The task:
Find every line in the listing below that contains the string "podium", and copy each of those lines. Case counts.

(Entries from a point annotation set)
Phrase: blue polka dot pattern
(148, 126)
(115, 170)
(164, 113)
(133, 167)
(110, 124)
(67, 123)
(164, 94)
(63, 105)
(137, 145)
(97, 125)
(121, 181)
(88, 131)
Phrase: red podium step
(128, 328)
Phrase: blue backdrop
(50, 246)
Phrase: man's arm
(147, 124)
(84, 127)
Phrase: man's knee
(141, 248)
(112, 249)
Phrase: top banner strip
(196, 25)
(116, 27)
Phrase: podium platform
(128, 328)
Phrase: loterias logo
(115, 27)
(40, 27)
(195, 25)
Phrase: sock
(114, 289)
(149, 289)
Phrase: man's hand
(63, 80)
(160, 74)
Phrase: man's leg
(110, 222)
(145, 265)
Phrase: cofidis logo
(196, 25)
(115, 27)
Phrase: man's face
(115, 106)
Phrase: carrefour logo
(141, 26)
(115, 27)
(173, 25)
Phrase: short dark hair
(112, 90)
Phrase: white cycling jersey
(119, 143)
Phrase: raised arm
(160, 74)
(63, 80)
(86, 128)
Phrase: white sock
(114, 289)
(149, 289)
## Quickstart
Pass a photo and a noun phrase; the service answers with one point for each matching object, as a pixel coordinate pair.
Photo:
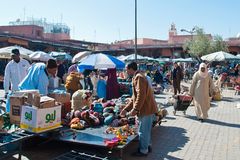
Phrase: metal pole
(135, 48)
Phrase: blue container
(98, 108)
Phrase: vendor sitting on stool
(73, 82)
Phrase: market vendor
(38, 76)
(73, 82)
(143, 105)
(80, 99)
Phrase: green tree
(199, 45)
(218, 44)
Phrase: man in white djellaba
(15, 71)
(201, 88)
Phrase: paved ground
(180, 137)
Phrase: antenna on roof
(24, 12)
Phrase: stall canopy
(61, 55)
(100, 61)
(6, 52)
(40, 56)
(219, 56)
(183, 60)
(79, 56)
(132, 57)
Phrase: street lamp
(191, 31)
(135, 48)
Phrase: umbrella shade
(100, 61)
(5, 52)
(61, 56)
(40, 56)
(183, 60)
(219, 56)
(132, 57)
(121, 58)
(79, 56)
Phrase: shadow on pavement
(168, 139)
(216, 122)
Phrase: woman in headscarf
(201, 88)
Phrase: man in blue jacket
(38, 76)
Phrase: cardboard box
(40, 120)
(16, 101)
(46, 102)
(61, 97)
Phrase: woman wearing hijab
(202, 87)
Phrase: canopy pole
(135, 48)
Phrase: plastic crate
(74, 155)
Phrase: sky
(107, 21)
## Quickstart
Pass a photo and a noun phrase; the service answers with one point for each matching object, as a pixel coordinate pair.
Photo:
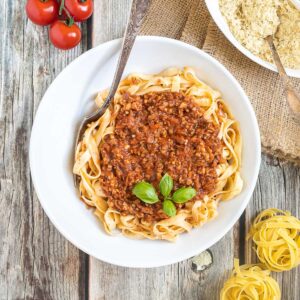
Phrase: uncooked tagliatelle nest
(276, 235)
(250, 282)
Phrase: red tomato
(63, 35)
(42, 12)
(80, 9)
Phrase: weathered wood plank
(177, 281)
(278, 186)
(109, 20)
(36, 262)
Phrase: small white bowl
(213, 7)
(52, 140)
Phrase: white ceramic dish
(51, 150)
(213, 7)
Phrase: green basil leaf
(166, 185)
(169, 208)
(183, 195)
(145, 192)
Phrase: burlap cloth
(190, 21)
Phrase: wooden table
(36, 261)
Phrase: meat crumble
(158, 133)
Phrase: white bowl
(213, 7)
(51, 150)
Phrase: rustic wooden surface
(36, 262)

---

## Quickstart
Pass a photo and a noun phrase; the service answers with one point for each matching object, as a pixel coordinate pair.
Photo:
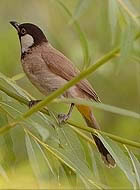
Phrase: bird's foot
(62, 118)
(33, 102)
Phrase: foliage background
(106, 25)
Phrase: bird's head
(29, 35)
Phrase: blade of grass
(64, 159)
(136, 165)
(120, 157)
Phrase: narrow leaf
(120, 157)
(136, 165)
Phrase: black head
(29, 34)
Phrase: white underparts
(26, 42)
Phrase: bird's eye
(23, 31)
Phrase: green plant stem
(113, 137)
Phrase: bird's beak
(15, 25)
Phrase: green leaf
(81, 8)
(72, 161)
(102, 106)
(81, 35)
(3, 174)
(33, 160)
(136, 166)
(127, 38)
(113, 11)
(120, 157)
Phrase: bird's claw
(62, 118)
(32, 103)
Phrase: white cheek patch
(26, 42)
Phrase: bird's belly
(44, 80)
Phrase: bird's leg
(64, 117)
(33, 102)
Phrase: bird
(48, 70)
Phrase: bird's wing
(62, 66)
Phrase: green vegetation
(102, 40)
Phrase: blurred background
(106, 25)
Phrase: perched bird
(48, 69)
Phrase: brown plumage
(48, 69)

Response:
Phrase: red podium step
Phrase: podium platform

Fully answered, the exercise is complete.